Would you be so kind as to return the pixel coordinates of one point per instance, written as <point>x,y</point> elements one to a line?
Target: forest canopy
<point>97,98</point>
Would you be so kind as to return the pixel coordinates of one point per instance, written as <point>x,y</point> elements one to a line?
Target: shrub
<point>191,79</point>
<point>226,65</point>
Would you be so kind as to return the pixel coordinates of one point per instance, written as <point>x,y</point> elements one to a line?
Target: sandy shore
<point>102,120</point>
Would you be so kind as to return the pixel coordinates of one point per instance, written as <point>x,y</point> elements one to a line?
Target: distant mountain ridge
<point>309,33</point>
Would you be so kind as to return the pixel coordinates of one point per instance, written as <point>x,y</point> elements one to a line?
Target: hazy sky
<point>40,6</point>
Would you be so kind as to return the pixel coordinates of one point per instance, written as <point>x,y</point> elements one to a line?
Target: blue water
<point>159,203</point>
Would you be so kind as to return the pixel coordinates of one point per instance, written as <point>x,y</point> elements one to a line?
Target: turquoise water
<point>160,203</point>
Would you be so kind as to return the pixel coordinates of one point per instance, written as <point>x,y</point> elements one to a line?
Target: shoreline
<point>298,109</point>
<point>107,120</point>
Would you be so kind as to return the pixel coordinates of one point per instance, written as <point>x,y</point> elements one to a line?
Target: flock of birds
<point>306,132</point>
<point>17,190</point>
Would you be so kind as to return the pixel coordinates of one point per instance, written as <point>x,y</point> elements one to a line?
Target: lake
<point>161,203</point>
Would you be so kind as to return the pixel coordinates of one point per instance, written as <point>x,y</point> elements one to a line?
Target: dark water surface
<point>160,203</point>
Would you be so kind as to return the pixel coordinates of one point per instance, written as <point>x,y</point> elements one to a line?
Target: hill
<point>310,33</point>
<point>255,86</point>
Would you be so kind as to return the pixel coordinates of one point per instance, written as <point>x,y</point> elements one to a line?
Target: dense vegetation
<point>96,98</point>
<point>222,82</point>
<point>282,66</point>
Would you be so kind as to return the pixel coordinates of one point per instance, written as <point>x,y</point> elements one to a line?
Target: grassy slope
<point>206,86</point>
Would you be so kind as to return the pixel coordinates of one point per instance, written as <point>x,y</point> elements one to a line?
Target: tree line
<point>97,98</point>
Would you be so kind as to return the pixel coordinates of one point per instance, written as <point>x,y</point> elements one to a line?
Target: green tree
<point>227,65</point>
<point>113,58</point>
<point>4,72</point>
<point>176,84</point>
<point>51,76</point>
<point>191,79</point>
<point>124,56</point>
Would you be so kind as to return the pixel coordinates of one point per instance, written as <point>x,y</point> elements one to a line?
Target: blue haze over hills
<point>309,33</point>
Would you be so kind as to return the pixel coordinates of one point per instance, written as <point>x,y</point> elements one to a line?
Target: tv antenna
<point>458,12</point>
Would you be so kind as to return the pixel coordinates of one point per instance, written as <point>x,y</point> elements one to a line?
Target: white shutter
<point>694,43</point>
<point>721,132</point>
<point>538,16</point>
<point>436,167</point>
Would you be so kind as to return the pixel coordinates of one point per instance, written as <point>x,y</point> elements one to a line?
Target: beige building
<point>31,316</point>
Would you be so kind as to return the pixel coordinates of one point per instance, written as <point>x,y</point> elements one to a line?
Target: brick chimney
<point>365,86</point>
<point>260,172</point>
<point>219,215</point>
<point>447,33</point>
-.-.-
_Prompt:_ Print out the records exactly as they were entered.

_Result below:_
Would you be so kind as to return the pixel coordinates of one point per instance, written as <point>x,y</point> elements one to a line?
Target: forest canopy
<point>97,98</point>
Would you be so kind as to return the pixel coordinates of one point per instance, written as <point>x,y</point> elements one to a line?
Target: shrub
<point>191,79</point>
<point>226,65</point>
Would you be so kind as to return the pixel coordinates of one point per instance, written as <point>x,y</point> elements one to a line?
Target: sandy shore
<point>102,120</point>
Would you be so kind as to return the pixel coordinates of one point per instance, written as <point>x,y</point> elements one to a line?
Target: distant mountain ridge
<point>309,33</point>
Would you be so kind as to return the pixel coordinates of one point per instance, written as <point>x,y</point> elements one to a line?
Target: hazy sky
<point>40,6</point>
Would you be so kind as to return the pixel coordinates of one point per instance, written as <point>x,y</point> elements one to a line?
Target: blue water
<point>159,203</point>
Would you be so kind as to return the pixel coordinates of one point per instance, written as <point>x,y</point> elements one to a line?
Target: turquoise water
<point>160,203</point>
Would you be so kind as to return the pixel coordinates of one point per instance, written as <point>x,y</point> elements one to a line?
Target: shoreline
<point>298,109</point>
<point>107,120</point>
Would you be so kind as to return the pixel coordinates of one point per instance, written as <point>x,y</point> elements one to a line?
Target: flock of birds
<point>306,132</point>
<point>17,190</point>
Would you be so kind as to return the pixel coordinates of one point per instance, written as <point>x,y</point> elements one to a line?
Target: lake
<point>161,203</point>
Would you be so kind as to return the pixel coordinates of one point per instance, written as <point>x,y</point> elements one to a line?
Target: dark water surface
<point>160,203</point>
Would you be so kind as to return the pixel coordinates of one point per instance, written as <point>x,y</point> elements one to a line?
Target: hill
<point>310,33</point>
<point>255,86</point>
Would you be so kind as to return the pixel coordinates of one point per instance, written as <point>x,y</point> elements one to a line?
Target: dense vegetation
<point>96,98</point>
<point>222,82</point>
<point>282,66</point>
Would you be so kind as to return the pixel coordinates of one point per instance, written as <point>x,y</point> elements one to a line?
Target: grassy slope
<point>206,86</point>
Would you be so kind as to return the pixel coordinates of one point per instance, written as <point>x,y</point> elements one to a line?
Target: tree line
<point>97,98</point>
Would you be so kind as to return the pixel coordinates of one point per instance, written as <point>x,y</point> elements one to a line?
Target: green tree
<point>227,65</point>
<point>113,58</point>
<point>4,72</point>
<point>176,84</point>
<point>51,76</point>
<point>191,79</point>
<point>124,56</point>
Would you be so kind as to return the pixel coordinates of one point per instance, written as <point>x,y</point> elements one to a line?
Target: blue haze over hills
<point>309,33</point>
Would you be so kind as to return the pixel coordinates of one point per instance, written as <point>x,y</point> elements one to a line?
Target: tv antenna
<point>458,12</point>
Would you be so kind as to return the pixel coordinates of one point per instance, written as <point>x,y</point> elements one to a line?
Target: white shutter
<point>694,43</point>
<point>721,132</point>
<point>538,16</point>
<point>436,167</point>
Would you be so kind as to return the pixel coordinates of one point per instance, written as <point>x,y</point> elements one to a line?
Target: beige building
<point>31,316</point>
Would you be so kind as to return the pixel coordinates of one point per instance, written as <point>x,y</point> elements one to a line?
Target: brick chimney
<point>365,86</point>
<point>260,172</point>
<point>219,215</point>
<point>447,33</point>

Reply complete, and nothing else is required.